### Short problem 1
In the termination clause, which stock exchange is named where a suspension or material limit on trading would allow termination?

### Passage shown
□ □ □ □ □

8. Termination. This Agreement shall be subject to
termination by notice given by you to the Company, if (a) after the
execution and delivery of this Agreement and prior to the Closing Date (i)
trading generally shall have been suspended or materially limited on or by
the New York Stock Exchange, (ii) trading of any securities of the Company
shall have been suspended on any exchange or in any over-the-counter
market, (iii) a general moratorium on commercial banking activities in New
York shall have been declared by either Federal or New York State
13
authorities or (iv) there shall have occurred any outbreak or escalation of
major hostilities in which the United States is involved or any change in
financial markets or any calamity or crisis that, in your reasonable
judgment, is material and adverse and (b) in the case of any of the events
specified in clauses 8(a)(i) through 8(a)(iv), such event, singly or
together with any other such event, makes it, in your reasonable judgment,
impracticable to market the Securities on the terms and in the manner
contemplated in the Prospectus.
9. Effectiveness; Defaulting Underwriters. This Agreement
shall become effective upon the execution and delivery hereof by the
parties hereto.

□ □ □ □ □

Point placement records
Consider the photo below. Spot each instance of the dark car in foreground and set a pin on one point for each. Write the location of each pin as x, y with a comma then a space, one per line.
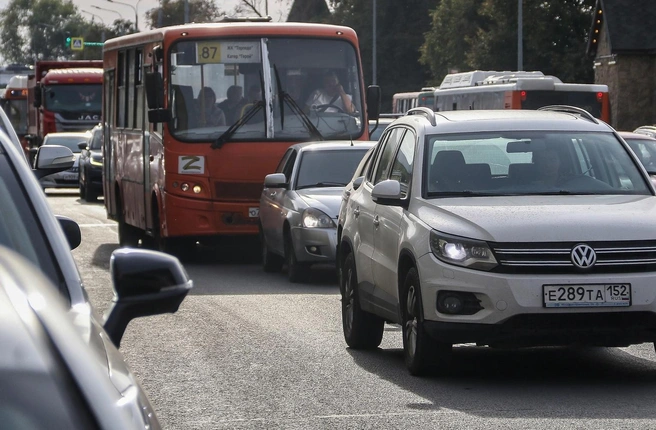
90, 166
64, 369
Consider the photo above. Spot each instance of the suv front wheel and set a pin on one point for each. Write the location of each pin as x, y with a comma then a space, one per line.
419, 350
362, 330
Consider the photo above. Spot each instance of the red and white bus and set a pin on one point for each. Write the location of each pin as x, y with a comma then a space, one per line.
518, 90
174, 171
14, 103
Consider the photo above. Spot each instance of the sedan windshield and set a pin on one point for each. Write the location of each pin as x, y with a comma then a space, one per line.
218, 82
530, 163
332, 168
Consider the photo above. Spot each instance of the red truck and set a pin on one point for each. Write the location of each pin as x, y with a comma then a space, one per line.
63, 96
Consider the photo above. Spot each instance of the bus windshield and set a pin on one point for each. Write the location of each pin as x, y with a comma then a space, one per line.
73, 98
279, 88
584, 99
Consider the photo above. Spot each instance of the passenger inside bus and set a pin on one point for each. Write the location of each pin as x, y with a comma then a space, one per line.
233, 104
331, 97
209, 114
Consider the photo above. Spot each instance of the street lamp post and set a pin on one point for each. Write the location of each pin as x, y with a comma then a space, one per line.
134, 8
102, 34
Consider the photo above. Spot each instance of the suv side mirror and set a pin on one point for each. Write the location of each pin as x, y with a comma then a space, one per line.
52, 159
373, 102
388, 193
145, 283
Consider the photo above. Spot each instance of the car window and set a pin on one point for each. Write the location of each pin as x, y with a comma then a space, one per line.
402, 167
283, 160
387, 155
531, 162
20, 228
328, 168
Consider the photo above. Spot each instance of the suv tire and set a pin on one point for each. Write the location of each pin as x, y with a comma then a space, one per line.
419, 350
362, 330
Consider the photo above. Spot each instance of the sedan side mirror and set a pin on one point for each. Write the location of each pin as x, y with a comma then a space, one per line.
52, 159
275, 180
145, 283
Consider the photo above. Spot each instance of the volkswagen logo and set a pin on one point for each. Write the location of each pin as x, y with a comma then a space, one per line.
583, 256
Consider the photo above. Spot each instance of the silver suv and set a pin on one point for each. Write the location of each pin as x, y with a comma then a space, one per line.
500, 228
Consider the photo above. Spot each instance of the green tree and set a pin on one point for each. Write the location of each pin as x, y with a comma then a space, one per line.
172, 12
455, 24
482, 34
400, 27
37, 29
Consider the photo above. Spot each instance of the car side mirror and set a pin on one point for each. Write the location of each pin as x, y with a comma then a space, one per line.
145, 283
357, 182
71, 231
52, 159
388, 193
275, 180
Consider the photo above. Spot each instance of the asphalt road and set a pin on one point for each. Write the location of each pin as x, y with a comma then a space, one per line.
250, 350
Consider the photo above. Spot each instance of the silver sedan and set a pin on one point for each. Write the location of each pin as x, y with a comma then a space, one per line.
300, 204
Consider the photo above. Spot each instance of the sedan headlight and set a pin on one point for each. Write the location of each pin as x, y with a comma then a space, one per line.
461, 251
314, 218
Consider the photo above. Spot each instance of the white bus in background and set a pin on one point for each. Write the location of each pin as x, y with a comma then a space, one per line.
518, 90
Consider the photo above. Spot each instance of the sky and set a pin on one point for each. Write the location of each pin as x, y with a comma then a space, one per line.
278, 9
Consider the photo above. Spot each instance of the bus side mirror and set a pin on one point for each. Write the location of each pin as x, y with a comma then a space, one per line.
373, 102
37, 96
155, 98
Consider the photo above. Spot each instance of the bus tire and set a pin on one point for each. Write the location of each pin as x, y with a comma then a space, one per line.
127, 234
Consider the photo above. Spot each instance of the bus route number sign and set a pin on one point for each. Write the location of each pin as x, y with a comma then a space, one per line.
215, 51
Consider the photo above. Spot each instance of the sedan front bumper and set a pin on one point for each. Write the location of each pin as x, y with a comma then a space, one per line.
315, 245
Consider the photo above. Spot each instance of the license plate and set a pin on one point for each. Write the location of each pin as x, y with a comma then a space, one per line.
586, 296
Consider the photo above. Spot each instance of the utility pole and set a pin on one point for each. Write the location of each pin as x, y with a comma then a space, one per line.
520, 47
373, 38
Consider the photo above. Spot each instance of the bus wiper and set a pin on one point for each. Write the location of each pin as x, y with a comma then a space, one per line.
225, 137
285, 97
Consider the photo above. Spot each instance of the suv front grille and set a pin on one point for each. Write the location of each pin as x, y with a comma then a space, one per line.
553, 257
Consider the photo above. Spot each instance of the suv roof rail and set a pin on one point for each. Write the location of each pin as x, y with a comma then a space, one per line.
571, 109
428, 113
227, 18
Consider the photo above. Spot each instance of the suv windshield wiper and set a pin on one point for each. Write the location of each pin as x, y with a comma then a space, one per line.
322, 184
225, 137
284, 97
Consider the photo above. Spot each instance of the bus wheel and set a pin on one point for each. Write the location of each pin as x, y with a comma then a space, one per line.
127, 234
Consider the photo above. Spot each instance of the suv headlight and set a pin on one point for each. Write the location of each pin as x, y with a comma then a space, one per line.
314, 218
461, 251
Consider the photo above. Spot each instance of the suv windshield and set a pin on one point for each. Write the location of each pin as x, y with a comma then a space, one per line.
216, 82
328, 168
530, 163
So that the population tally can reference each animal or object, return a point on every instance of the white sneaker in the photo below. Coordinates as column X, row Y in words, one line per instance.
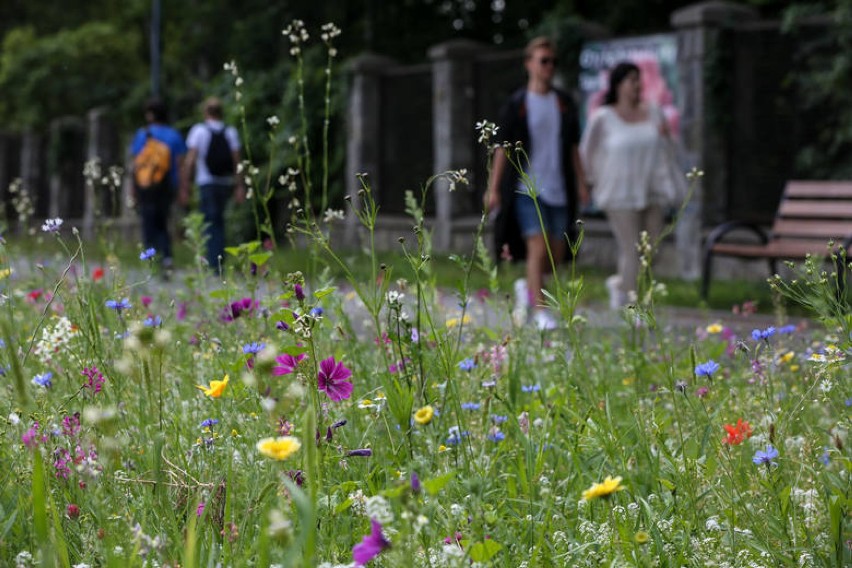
column 520, row 311
column 544, row 320
column 616, row 296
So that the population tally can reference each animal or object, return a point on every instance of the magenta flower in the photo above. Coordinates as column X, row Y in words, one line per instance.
column 333, row 378
column 371, row 545
column 287, row 364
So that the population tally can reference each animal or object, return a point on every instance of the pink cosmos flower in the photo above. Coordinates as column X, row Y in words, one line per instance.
column 333, row 378
column 287, row 364
column 371, row 545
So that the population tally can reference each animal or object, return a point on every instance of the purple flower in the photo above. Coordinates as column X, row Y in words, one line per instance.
column 253, row 348
column 707, row 369
column 360, row 453
column 118, row 305
column 44, row 380
column 287, row 364
column 333, row 378
column 766, row 458
column 371, row 545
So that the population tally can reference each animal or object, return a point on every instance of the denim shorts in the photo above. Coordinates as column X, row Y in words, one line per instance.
column 555, row 217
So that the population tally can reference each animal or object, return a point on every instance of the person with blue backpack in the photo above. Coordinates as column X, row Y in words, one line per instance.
column 158, row 151
column 214, row 152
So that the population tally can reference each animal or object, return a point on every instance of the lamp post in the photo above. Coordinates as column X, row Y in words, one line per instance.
column 155, row 48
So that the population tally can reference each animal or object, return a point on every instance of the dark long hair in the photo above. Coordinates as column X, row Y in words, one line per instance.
column 618, row 74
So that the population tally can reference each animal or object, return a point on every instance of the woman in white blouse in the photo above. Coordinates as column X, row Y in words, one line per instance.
column 621, row 149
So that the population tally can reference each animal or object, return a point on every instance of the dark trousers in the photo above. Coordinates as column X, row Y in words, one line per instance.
column 214, row 199
column 154, row 207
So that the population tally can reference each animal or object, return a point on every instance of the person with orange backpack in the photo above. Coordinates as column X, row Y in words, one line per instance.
column 158, row 151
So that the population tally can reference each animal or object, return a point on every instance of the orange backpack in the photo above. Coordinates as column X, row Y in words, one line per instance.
column 151, row 165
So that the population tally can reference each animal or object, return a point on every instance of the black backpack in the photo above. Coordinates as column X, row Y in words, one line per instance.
column 219, row 159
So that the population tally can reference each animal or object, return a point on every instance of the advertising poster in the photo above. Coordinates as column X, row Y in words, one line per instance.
column 656, row 57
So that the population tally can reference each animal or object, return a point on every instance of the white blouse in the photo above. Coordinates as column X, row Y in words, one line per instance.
column 622, row 160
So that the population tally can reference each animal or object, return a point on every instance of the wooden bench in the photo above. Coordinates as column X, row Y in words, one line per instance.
column 811, row 214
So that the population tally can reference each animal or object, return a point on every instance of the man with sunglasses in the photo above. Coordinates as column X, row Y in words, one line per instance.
column 544, row 120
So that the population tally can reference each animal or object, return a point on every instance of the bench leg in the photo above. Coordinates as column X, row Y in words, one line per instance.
column 706, row 274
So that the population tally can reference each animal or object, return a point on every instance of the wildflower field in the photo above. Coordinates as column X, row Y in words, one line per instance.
column 274, row 418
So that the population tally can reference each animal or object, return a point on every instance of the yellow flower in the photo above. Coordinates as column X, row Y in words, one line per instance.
column 215, row 389
column 455, row 322
column 424, row 415
column 609, row 486
column 279, row 448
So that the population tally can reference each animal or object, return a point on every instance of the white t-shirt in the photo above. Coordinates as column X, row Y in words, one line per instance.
column 199, row 139
column 622, row 160
column 545, row 152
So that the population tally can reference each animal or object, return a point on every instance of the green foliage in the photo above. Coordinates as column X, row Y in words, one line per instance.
column 43, row 77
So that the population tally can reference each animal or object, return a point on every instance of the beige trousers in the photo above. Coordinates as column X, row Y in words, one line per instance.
column 626, row 227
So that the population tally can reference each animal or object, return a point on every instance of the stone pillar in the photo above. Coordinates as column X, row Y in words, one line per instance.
column 697, row 27
column 363, row 126
column 453, row 92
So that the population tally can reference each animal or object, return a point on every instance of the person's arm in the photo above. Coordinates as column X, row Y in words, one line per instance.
column 580, row 173
column 187, row 168
column 498, row 167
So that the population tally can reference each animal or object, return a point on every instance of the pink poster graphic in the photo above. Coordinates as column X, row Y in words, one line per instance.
column 656, row 57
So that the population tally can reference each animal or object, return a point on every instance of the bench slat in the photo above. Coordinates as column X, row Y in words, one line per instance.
column 774, row 249
column 824, row 229
column 818, row 189
column 820, row 209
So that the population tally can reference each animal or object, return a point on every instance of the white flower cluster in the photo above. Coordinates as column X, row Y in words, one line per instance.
column 54, row 338
column 297, row 34
column 487, row 130
column 377, row 507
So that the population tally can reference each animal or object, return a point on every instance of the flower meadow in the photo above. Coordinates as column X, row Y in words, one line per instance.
column 281, row 418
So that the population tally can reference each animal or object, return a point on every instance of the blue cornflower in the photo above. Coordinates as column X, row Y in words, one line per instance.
column 119, row 305
column 456, row 435
column 766, row 458
column 253, row 348
column 707, row 369
column 758, row 334
column 497, row 436
column 44, row 380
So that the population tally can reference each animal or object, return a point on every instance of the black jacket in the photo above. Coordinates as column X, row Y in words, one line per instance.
column 513, row 128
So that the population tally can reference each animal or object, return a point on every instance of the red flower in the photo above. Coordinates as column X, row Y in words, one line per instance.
column 737, row 433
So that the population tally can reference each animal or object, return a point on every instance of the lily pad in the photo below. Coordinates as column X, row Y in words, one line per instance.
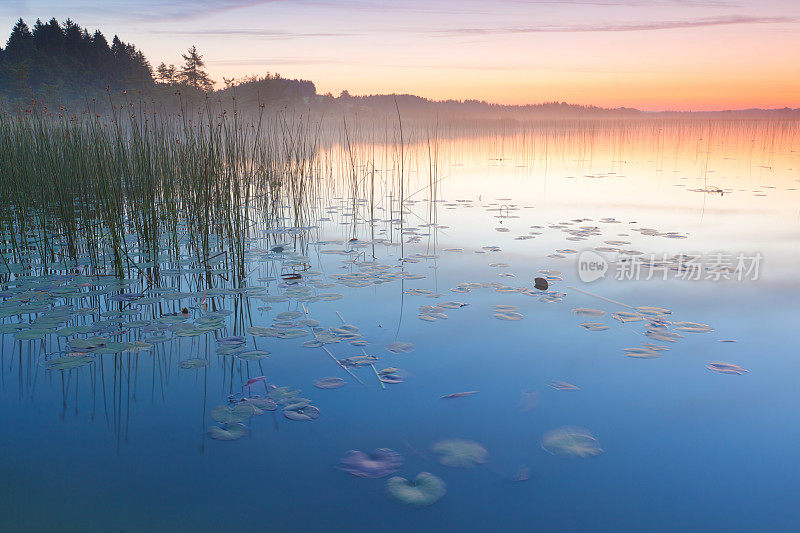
column 329, row 383
column 379, row 463
column 195, row 362
column 228, row 415
column 571, row 442
column 426, row 489
column 68, row 362
column 227, row 431
column 460, row 453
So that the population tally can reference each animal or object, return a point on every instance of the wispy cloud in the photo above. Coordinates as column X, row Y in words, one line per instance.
column 254, row 33
column 610, row 27
column 158, row 10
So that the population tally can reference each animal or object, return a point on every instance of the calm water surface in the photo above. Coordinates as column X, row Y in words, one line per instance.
column 123, row 443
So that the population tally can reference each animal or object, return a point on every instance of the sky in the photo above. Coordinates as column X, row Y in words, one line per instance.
column 647, row 54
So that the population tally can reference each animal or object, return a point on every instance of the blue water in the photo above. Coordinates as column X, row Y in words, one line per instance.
column 122, row 444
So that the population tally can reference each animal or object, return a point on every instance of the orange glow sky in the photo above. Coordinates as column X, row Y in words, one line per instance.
column 649, row 54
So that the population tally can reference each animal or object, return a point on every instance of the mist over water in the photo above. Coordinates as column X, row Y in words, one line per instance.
column 602, row 405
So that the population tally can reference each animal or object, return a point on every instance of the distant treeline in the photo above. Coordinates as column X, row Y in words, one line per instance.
column 64, row 64
column 54, row 60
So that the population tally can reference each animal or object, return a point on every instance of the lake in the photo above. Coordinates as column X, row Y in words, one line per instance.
column 650, row 386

□ □ □ □ □

### Short problem 2
Print the lines of the records exactly, from the line containing "of the lake" through the end of the records.

### Correct result 1
The New York Stock Exchange.

### Correct result 2
So that the population tally can reference each animal or object, return a point on every instance of the lake in the photo above. Coordinates as column X, row Y in words, one line per instance.
column 650, row 386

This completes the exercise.